• _List of tasks_:
• 1. Quote the blog post below from "Showtime is filming" up to and including "from that chronology.".
• 2. Please continue the blog post below, starting after its last sentence.

• _Passage provided_:
———

Showtime is filming a two hour movie based on Bush’s 9/11 actions. This might be a good time to refer back to the CCR timeline of his movements on that day. I’m suspecting that since the movie is put together by a White House supporter who describes himself as “a member of the administration,” it won’t really touch on the sense of uncertainty one gets from that chronology.

I’m pretty much gobsmacked, here. I’m not big on the “What liberal media?” call, because there are some aspects of our media which are very liberal — and some which are very conservative. However, I can’t believe Showtime is going to air a two hour campaign commercial. You can talk about the media loving Clinton if you like, but man, his movie was Primary Colors.

More on death

The Telegraph has partial confirmation of the earlier Gitmo capital punishment story. It seems fairly likely, at this point, that there are plans for a camp that include an execution chamber.

Talking about this is not being alarmist; it’s part of the system. Which is to say, it’s citizens expressing their opinions when (as may well be the case here) some military personnel let their enthusiasm get the better of them. The reason abuses like that don’t happen is because people speak up. It is not sufficient to simply say “Well, we’d never do that.” It’s our job to remind our government that we don’t do that.

A greater war

The Economist has a very good report on the Congo (via Gary Farber, who would like as many bloggers as possible to raise awareness of the situation). 2.5 million have died in the Congo over the last four years; the death toll makes Saddam look like a piker. If humanitarian motivations suffice to justify the war on Iraq, then the Congo ought to be next in line. If they don’t — we still ought to do something about this.

Kofi Annan has asked for help. There are reports of cannibalism. It’s ugly.

Draining away

Paul Krugman, fearless economist, explains liquidity traps for the non-economists among us. Interesting stuff. He gets political towards the end, but I happen to think he’s mostly right. The extra few hundred bucks parents get on their taxes may make more of a difference than he claims, though.

Parenthetically, I am a bit baffled as to why more liberal commentators don’t address that aspect of the tax cut. It’s very hard to convince people that the tax cut mostly benefits the rich when you completely ignore the increase in the child credit. 400 bucks per child is not chump change. It is a pretty small percentage of the total cut, but that doesn’t mean middle and lower class parents won’t notice it, and you just look like a complete idiot if you pretend it doesn’t exist.

———

• _Data section_:
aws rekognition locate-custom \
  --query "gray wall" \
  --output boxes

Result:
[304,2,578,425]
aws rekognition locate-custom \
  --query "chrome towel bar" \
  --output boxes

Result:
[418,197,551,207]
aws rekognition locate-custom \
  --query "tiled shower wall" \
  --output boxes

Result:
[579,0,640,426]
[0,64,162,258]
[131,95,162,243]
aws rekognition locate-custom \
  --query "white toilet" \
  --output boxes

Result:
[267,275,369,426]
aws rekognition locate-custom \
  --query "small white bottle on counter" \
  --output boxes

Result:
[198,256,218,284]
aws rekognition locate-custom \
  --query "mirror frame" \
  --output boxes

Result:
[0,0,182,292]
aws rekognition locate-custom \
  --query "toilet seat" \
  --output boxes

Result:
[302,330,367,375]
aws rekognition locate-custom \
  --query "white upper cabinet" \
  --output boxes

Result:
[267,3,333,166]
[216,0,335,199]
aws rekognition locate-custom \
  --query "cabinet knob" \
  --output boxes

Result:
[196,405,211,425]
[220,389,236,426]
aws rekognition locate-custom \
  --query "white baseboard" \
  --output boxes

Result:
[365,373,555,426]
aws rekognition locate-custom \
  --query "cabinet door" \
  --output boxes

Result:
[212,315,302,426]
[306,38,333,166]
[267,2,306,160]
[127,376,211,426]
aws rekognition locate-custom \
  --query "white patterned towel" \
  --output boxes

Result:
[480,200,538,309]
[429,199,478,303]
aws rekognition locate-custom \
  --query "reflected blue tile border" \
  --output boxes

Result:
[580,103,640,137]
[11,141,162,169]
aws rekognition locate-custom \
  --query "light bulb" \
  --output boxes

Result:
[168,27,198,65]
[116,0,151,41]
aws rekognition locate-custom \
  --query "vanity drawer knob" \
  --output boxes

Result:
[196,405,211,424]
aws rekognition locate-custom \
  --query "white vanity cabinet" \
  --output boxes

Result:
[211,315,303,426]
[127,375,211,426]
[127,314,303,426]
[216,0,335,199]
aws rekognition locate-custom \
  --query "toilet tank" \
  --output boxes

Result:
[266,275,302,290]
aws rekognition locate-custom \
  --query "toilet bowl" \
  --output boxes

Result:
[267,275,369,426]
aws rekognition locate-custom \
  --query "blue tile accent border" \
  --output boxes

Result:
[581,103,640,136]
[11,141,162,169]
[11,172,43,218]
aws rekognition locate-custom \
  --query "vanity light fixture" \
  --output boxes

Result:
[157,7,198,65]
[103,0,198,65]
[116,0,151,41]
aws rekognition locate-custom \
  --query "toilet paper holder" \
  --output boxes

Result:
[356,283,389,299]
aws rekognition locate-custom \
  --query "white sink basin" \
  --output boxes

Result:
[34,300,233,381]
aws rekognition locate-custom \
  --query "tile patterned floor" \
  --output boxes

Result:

———

• _Expected responses_:
• 1.
Showtime is filming a two hour movie based on Bush’s 9/11 actions. This might be a good time to refer back to the CCR timeline of his movements on that day. I’m suspecting that since the movie is put together by a White House supporter who describes himself as “a member of the administration,” it won’t really touch on the sense of uncertainty one gets from that chronology.

• 2.
Back to the liquidity trap. Basically, the liquidity trap is what happens when you run out of room to lower interest rates. Suddenly, you’re short on ways to encourage people to spend money. This makes it hard to kickstart the economy. It happened to Japan, and there are signs we may be close to it; the EU is certainly close to it.

Krugman explains it way better than I do, anyhow.

Stained record

I’m really hoping this one is wrong. Certainly the term “death camp” is overblown rhetoric. The reality is bad enough. We can’t be executing prisoners without very open due process, and Guantanamo Bay is a closed system. No appeals, no juries. No spectators.

This is not an accusation. I do not say that the proceedings would be unfair; I can’t say that, because I don’t know who the men on the tribunals would be. What I’m saying is this: our system is an open one precisely because our Founding Fathers knew that it was necessary; it is an open system because we are expected not to trust the government’s unsupported word.

Proof of fairness is a burden that lies on the shoulders of the court. They must not refuse to take up that burden.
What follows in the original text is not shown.